| Parts of the exercise |
- 1) Summarize the news report on President Uhuru Kenyatta's Seventh State of the Nation Address in two sentences.
- 2) Carry on the news report on President Uhuru Kenyatta's State of the Nation Address, picking up after its final sentence.

| Excerpted text |
☆ ☆ ☆

President Uhuru Addresses Parliament; Assures Country that the State of the Nation is Strong, Resilient and Steady
President Uhuru Kenyatta this afternoon delivered his Seventh State of the Nation Address with a strong urge to political leaders in the legislature and across the country not to let their guard down in the fight against Covid-19.
In an address delivered to an expectant House and an equally expectant nation given the challenges the country has faced this year, the President chose to inspire hope by stressing his proclamation that the "State of our Nation is Strong, Steady and Resilient".
His address this year which comes 6-months later than it's usual timing, cast a spotlight on the adverse effects that the global pandemic has visited upon the country, after which he appealed to the legislature as part of the larger part of the political leadership to lead the fight against the pandemic from the front and to avoid succumbing to the Covid fatigue.
"We must not succumb to COVID fatigue. We must not 'back truck’ from our vigilant fight against this pandemic. If the people fall short of giving their best at this time, we the leaders have no option but to give our all. We must "..know the way, and show the way", urged the President.
The President observed that the pandemic had led to an unprecedented loss of life, global economic slow-down; the postponement of major cultural, religious, political, and sporting events including the 2020 Olympic games.
Noting that he was addressing the August House in the midst of extraordinary global economic, social, and health disruptions which had necessitated the rescheduling of his address for a period of six months, he took time to enumerate to the House the steps his government had made in combating these effects, among them economic stimulus programs and containment measures taken to stem the spread of Coronavirus.

☆ ☆ ☆

| Dataset |
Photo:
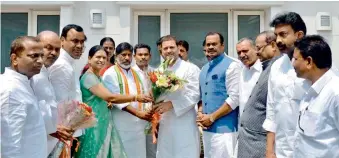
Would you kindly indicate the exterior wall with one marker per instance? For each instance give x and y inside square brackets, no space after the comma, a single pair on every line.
[119,17]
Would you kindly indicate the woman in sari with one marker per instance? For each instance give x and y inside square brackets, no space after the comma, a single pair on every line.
[103,140]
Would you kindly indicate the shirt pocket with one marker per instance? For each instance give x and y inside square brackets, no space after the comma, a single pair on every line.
[308,123]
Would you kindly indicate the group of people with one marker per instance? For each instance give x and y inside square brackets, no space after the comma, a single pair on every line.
[277,100]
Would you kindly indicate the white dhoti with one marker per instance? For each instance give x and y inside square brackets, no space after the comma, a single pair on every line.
[219,145]
[134,143]
[151,149]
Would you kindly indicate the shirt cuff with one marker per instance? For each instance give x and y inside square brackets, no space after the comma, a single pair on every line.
[269,125]
[231,103]
[121,106]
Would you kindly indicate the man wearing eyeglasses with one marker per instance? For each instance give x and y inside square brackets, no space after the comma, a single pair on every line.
[317,133]
[23,132]
[63,78]
[252,137]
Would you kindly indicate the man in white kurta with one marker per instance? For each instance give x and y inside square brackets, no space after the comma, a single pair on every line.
[317,133]
[142,56]
[130,121]
[43,88]
[23,133]
[285,89]
[62,73]
[178,133]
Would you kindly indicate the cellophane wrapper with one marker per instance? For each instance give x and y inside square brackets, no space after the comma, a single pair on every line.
[75,115]
[163,82]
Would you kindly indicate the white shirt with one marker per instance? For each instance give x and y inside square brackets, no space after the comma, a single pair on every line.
[178,131]
[23,133]
[317,133]
[285,91]
[64,81]
[122,119]
[232,82]
[248,79]
[44,92]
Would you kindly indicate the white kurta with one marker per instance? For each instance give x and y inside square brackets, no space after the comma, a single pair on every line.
[64,81]
[285,91]
[317,133]
[178,132]
[151,149]
[130,128]
[23,133]
[44,91]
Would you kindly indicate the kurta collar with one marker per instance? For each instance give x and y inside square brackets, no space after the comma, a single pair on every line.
[217,60]
[175,65]
[322,81]
[66,56]
[9,71]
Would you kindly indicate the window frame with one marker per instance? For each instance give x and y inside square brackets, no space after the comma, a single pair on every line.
[35,19]
[235,25]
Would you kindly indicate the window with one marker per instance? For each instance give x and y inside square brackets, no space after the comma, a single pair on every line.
[193,27]
[14,24]
[46,20]
[148,31]
[247,24]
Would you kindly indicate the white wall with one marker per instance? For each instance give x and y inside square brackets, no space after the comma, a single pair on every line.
[120,28]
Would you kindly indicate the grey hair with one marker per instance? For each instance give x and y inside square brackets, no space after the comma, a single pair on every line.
[270,36]
[252,43]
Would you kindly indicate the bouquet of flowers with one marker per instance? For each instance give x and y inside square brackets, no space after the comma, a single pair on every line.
[74,115]
[163,82]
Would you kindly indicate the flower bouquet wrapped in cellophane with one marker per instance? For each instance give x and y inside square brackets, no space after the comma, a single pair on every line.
[74,115]
[163,82]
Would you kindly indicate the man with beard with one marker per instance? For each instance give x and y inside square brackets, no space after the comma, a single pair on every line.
[62,72]
[317,133]
[142,56]
[218,110]
[23,132]
[178,132]
[44,90]
[285,89]
[130,118]
[252,137]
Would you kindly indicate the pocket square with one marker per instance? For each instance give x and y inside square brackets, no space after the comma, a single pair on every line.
[214,77]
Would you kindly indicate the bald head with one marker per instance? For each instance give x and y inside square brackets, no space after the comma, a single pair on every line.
[52,45]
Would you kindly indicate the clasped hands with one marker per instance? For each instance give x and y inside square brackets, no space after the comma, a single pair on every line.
[160,108]
[204,120]
[63,133]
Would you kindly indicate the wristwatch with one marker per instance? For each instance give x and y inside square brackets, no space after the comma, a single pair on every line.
[211,118]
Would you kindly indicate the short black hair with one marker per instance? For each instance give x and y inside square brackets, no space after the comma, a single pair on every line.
[17,46]
[123,46]
[184,44]
[141,45]
[290,18]
[69,27]
[105,39]
[221,37]
[159,41]
[316,47]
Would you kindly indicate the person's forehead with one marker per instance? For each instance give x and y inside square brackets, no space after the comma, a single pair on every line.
[283,27]
[142,50]
[72,33]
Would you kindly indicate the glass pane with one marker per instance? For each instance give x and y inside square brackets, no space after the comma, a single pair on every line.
[12,26]
[192,27]
[48,22]
[248,26]
[149,33]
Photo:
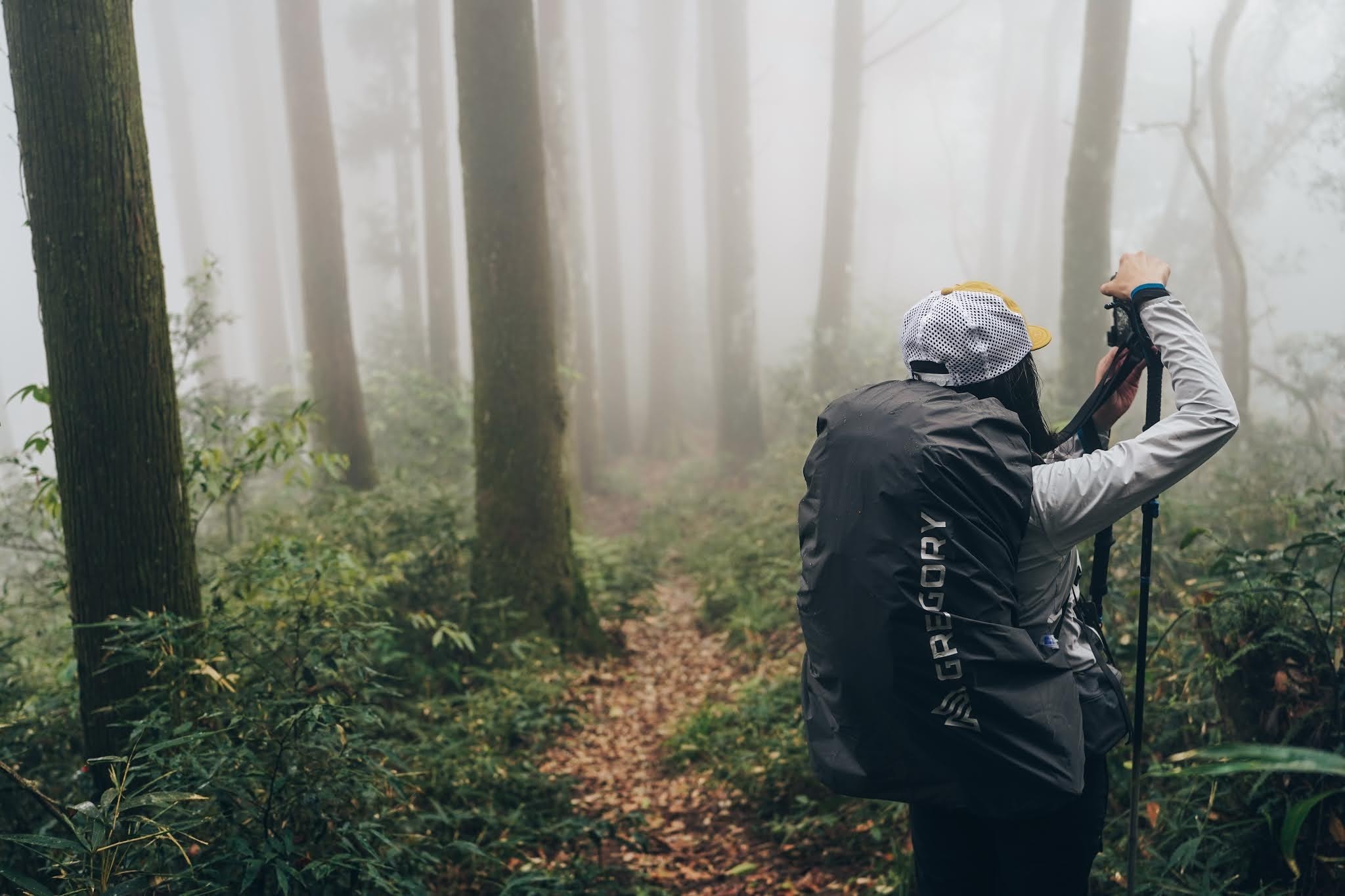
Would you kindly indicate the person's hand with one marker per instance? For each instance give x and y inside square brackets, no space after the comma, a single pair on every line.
[1136,269]
[1126,391]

☆ ☆ ☆

| Task results |
- 1) In his Seventh State of the Nation Address, delayed by six months, President Uhuru Kenyatta declared that the state of the nation was strong, steady and resilient, and urged political leaders not to let their guard down against Covid-19 or give in to Covid fatigue. He described the pandemic's toll, including loss of life, a global economic slowdown and postponed major events, and listed his government's responses, such as economic stimulus programs and containment measures.

- 2)
He commended the two Houses for their swift support towards the measures sought by the executive with regard to the National Emergency Response to the pandemic, as well as in the approval of statutory instruments issued under the Public Health Act and the Public Order Act.
President Kenyatta also expressed his gratitude to the Country's health personnel and all frontline workers who he noted the country will forever be grateful to, for their service under tremendous strain and challenging conditions. Decrying that a number of health workers comprise the over 1200 Kenyans who have lost their lives to the disease, he led the legislators in observing a moment of silence in remembrance of the pandemic victims. He also lauded Kenyans for remaining as their brothers' keepers in the face of tremendous economic challenges and the health crisis facing the country.
Further noting that the pandemic had greatly disrupted the academic calendar, President Kenyatta assured the House that the gradual and phased reopening of schools was being carefully monitored to ensure the safety of students. He underscored that though he shared in the pain of parents whose children have been at home since March, these measures had been taken in the interest of the children.
"As a parent and a grandparent, I share in the pain and frustration of most parents in having our children home for nearly an entire year. However, as a responsible Government, we put the health and safety of children as the paramount consideration", explained the President.
He took the opportunity to announce that the Ministry of Education would within 14 days announce the 2021 Academic Calendar. He also observed that for the second year running, the government had been able to achieve a transition rate of 100% from primary to secondary school.
Conscious of the fact that the pandemic had necessitated the enhancement of school infrastructure, including the construction of over 12,500 classrooms, the President appealed to the legislators to deploy a significant amount of resources that they oversight, towards this cause.
" In this regard, I appeal to you to re-prioritise the use of discretionary funds under your oversight to respond to the immediate and short-term needs of our learners," he urged.
Perhaps taking a perfect opportunity to address the frequent jostling between the two Houses, resulting to a recent court ruling which has hamstrung their legislative business, the President called on the two Chambers to strive as much as possible to resolve issues of concern by consensus building. He was quick to note though the jostling is expected as is the case across all bicameral legislatures, the two Houses should seek ways to better exercise their institutional mandates. He offered that the Executive will always be at hand to aid in consensus Building and to foster internally mediated outcomes within Parliament.
President Kenyatta concluded his address by assuring the country that the state of Kenya’s economic development remains on course, despite unexpected disruptions to the economy and way of life, as a result of Covid-19.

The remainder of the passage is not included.